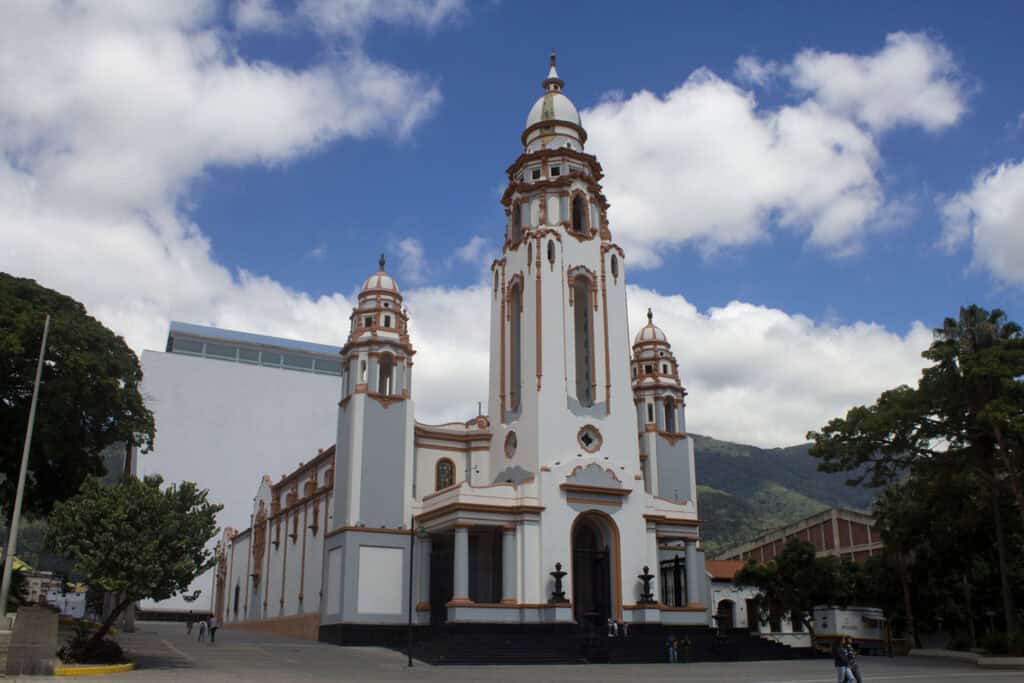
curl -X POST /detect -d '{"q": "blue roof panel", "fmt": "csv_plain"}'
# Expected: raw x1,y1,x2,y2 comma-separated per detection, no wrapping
168,321,341,355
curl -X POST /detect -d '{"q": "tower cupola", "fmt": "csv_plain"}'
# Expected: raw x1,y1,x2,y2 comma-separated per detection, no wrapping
522,50,587,152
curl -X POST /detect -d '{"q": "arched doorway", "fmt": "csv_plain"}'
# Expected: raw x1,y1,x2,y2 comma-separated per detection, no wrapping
715,600,735,631
571,512,618,628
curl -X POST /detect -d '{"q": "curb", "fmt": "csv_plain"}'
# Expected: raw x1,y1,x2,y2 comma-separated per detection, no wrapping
53,661,135,676
909,649,1024,670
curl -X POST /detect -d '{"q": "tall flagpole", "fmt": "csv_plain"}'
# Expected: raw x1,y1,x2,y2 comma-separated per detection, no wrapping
0,314,50,614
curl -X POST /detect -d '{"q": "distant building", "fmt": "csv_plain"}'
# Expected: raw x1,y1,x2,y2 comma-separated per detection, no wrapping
718,508,883,562
136,322,341,611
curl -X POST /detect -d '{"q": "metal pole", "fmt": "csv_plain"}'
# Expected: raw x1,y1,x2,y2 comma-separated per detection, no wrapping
0,314,50,614
409,515,416,667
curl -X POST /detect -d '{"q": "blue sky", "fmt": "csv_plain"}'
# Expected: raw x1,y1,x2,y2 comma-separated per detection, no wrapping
193,2,1024,330
0,0,1024,445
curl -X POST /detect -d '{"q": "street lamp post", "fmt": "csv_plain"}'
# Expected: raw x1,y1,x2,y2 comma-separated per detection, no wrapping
0,314,50,613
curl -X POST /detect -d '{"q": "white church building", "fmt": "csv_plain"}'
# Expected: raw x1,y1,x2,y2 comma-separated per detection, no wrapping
213,56,712,643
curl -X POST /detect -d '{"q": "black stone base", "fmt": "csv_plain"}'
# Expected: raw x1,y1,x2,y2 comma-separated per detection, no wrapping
319,624,819,665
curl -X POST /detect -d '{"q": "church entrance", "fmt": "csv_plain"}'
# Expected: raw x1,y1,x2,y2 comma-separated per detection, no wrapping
430,533,454,626
572,513,617,629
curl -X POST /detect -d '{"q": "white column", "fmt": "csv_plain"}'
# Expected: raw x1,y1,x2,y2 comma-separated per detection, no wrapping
502,525,516,604
452,526,469,602
416,533,433,602
686,540,700,605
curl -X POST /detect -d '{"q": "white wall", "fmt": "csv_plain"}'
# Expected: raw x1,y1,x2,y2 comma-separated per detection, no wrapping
137,351,341,609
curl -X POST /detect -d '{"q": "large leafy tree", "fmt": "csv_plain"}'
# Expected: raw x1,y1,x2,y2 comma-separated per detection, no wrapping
735,539,862,642
0,272,156,518
808,306,1024,631
47,476,223,644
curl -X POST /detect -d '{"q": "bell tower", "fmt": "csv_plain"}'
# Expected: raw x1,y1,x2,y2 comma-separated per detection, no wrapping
483,52,638,483
334,255,416,528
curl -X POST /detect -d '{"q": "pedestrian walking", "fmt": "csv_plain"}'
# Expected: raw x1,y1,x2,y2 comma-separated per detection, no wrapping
833,637,854,683
843,636,861,683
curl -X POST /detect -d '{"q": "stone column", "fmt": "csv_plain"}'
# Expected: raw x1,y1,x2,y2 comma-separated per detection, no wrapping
416,533,433,602
686,539,700,605
452,526,469,602
502,524,516,604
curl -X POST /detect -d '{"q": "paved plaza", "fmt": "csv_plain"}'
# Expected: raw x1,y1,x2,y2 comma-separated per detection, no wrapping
6,623,1021,683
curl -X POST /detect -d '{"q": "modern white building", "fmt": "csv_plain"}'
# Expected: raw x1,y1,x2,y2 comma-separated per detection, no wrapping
134,323,341,610
216,56,711,643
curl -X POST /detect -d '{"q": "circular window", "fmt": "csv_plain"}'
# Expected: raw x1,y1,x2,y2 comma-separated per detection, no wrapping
505,432,519,458
577,425,602,453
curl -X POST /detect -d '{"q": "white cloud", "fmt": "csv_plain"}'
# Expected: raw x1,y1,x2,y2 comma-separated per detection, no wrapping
939,162,1024,285
298,0,466,38
231,0,287,33
583,34,966,267
629,287,932,446
787,32,967,131
0,6,942,454
583,71,884,266
455,234,493,264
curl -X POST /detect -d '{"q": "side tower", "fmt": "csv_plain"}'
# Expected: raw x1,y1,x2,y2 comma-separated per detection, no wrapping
321,256,415,640
633,308,697,503
485,55,637,483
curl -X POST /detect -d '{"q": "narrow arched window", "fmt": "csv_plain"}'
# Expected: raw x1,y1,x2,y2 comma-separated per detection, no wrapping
665,398,676,434
509,283,522,412
509,203,522,243
572,278,594,405
572,195,587,234
377,353,394,396
434,458,455,490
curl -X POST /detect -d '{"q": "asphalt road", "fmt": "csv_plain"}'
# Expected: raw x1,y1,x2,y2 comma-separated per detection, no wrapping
12,623,1024,683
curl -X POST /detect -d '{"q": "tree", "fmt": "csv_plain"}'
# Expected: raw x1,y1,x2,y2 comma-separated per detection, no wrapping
807,306,1024,631
0,272,156,519
735,539,858,642
47,476,222,646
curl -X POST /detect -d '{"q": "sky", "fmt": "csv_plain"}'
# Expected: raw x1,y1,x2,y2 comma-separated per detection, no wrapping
0,0,1024,446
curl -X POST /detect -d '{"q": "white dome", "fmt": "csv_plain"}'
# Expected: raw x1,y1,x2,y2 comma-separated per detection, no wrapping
526,90,582,128
360,270,400,294
633,323,669,344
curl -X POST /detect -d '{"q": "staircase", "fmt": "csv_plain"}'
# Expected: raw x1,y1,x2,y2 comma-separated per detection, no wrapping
392,624,820,665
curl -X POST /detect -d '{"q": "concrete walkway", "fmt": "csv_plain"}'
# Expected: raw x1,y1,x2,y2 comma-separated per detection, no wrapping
6,623,1020,683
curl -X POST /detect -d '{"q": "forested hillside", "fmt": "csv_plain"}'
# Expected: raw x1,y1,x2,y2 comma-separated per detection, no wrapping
692,434,876,557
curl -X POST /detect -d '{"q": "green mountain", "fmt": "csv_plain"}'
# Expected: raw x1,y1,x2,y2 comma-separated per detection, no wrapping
691,434,876,557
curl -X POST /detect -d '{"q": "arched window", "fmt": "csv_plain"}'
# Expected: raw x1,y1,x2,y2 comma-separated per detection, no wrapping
665,398,676,434
572,195,587,234
572,276,594,405
509,283,522,413
377,353,394,396
434,458,455,490
509,202,522,243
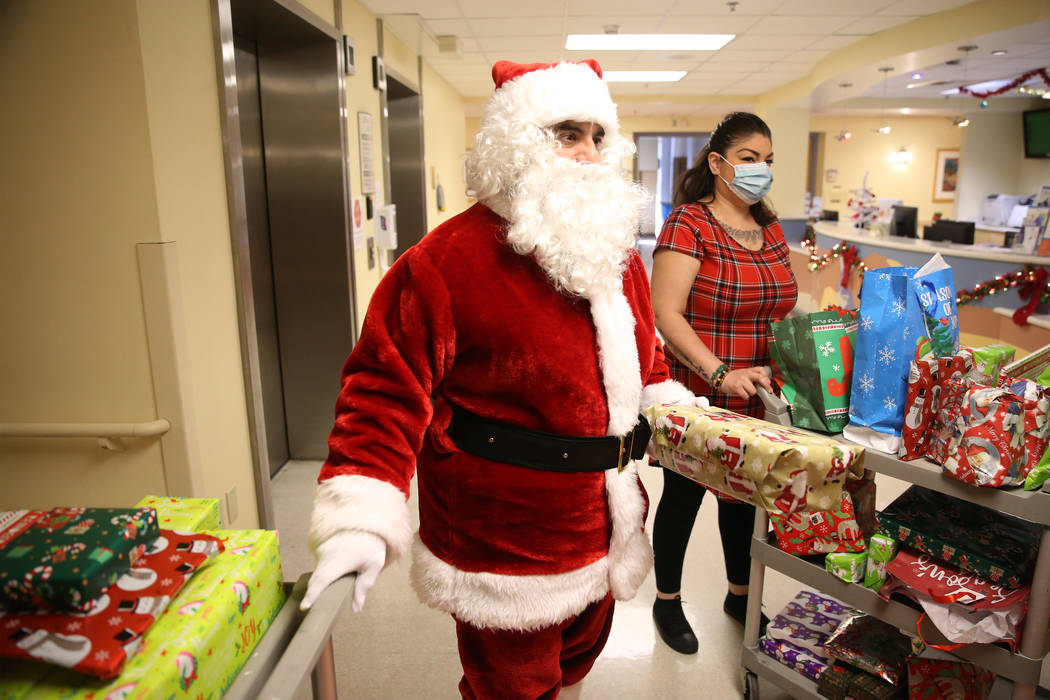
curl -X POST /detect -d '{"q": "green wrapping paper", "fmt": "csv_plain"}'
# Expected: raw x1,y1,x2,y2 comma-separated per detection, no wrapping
0,508,160,611
864,533,897,591
878,486,1043,588
824,552,867,584
0,530,285,700
137,495,222,532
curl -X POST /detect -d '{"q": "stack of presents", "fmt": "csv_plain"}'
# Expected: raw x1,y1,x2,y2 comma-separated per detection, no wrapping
0,496,285,700
648,256,1050,700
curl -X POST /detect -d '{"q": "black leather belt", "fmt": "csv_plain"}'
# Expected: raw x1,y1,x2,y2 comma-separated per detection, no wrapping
448,406,652,472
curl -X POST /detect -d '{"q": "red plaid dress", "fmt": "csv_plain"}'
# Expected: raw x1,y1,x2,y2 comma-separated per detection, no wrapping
656,204,798,418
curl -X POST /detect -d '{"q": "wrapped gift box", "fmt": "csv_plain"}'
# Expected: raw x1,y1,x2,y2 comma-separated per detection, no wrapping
878,486,1043,588
645,405,864,515
137,495,222,532
0,508,159,611
758,591,851,681
0,530,285,700
907,658,995,700
0,530,222,678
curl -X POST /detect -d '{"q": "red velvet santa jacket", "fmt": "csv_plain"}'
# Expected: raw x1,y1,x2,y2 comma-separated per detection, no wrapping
311,205,692,630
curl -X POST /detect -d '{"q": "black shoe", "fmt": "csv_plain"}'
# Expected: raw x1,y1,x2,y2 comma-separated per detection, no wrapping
653,595,700,654
722,593,770,637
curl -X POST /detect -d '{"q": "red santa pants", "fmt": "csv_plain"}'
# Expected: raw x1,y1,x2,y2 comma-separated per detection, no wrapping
454,594,613,700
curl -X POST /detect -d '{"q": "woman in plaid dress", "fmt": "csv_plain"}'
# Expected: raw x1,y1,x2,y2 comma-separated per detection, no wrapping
652,112,798,654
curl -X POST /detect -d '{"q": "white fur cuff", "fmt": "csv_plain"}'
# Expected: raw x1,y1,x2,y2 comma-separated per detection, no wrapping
310,475,412,565
642,379,693,408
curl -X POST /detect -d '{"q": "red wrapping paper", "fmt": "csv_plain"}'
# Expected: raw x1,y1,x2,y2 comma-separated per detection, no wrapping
0,530,223,678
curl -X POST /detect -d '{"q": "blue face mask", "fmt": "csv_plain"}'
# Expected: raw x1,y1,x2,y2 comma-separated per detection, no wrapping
718,153,773,205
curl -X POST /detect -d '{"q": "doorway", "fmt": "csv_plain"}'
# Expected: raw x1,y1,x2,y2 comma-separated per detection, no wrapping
386,72,427,257
215,0,356,520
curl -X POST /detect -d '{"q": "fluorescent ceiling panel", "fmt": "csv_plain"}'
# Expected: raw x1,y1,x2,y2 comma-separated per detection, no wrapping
602,70,686,83
565,34,736,51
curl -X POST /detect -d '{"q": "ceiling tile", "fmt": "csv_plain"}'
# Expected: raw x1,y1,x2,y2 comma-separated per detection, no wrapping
773,0,894,17
866,0,973,15
361,0,460,17
732,34,817,49
671,0,783,17
659,15,759,35
839,15,918,34
783,48,831,63
709,46,794,63
565,0,674,17
809,35,867,51
478,35,565,51
468,16,565,37
423,19,473,37
748,15,859,35
565,15,664,34
453,0,565,17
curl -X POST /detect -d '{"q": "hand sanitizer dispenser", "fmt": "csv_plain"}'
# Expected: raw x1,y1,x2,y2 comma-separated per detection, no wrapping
376,205,397,251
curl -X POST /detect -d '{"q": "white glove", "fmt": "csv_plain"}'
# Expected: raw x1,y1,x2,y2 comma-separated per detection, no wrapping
299,530,386,613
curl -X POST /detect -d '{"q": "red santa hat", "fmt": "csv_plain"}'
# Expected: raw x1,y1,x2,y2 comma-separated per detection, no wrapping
482,59,620,139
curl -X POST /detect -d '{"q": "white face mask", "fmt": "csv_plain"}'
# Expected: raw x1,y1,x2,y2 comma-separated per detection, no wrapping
718,153,773,205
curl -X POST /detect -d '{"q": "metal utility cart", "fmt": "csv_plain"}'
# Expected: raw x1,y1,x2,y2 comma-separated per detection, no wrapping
741,442,1050,700
223,573,355,700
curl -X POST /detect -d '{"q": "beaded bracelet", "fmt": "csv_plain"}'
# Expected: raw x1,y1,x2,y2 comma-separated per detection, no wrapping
711,362,729,390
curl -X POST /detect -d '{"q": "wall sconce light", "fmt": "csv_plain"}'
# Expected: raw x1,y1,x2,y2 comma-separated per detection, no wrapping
889,146,912,166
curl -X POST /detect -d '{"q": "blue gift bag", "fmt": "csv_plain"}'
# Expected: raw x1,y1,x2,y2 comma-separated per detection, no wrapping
842,262,932,452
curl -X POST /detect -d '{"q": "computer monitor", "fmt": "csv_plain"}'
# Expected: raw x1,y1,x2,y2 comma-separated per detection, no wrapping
922,218,974,246
889,205,919,238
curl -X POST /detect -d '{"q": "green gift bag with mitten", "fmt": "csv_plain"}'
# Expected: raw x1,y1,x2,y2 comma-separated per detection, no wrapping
770,310,857,432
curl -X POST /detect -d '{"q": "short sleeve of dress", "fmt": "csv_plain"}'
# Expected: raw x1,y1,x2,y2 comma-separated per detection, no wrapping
656,205,711,265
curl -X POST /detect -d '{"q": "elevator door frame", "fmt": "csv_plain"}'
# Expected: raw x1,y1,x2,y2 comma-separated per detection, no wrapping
212,0,357,529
※
(Brief) Could you update the items from their start up to and including the line with "0,314,50,613", replacing "metal pole" with "steel pole" and leaving everything else unchanged? Give only those lines, without the pictures.

(Exercise answer)
curl -X POST /detect -d '{"q": "blue roof panel", "fmt": "csv_plain"}'
# Expected: raw x1,y1,x2,y2 comma-separated per detection, no wrapping
168,321,341,355
curl -X POST /detect -d '{"q": "tower cupola", "fmt": "csv_plain"}'
# Expected: raw x1,y1,x2,y2 comma-separated per detection, no wrapping
522,50,587,152
curl -X POST /detect -d '{"q": "arched doorway", "fmt": "csv_plain"}'
# Expected: raw x1,y1,x2,y2 comma-separated per detection, no wrapping
715,600,735,631
571,512,618,628
curl -X POST /detect -d '{"q": "curb", "fmt": "csv_plain"}'
# Expected: raw x1,y1,x2,y2 comma-separated per detection, no wrapping
53,661,135,676
909,649,1024,670
curl -X POST /detect -d '{"q": "tall flagpole", "fmt": "csv_plain"}'
# Expected: raw x1,y1,x2,y2 comma-separated per detection, no wrapping
0,314,50,614
curl -X POST /detect -d '{"q": "distant building", "fmt": "csv_plain"}'
# Expected: raw x1,y1,x2,y2 comma-separated per detection, no wrapping
718,508,883,562
136,322,341,611
curl -X POST /detect -d '{"q": "steel pole", "fmt": "csv_plain"}'
# Expected: raw x1,y1,x2,y2 comma-separated per detection, no wrapping
0,314,50,614
409,515,416,667
curl -X POST /detect -d '{"q": "blue sky", "fmt": "csv_plain"}'
# Expected: raw x1,y1,x2,y2 comma-separated per detection, no wrapping
193,2,1024,330
0,0,1024,445
curl -X POST /detect -d '{"q": "street lamp post", "fmt": "csv_plain"}'
# Expected: raw x1,y1,x2,y2 comma-separated per detection, no wrapping
0,314,50,613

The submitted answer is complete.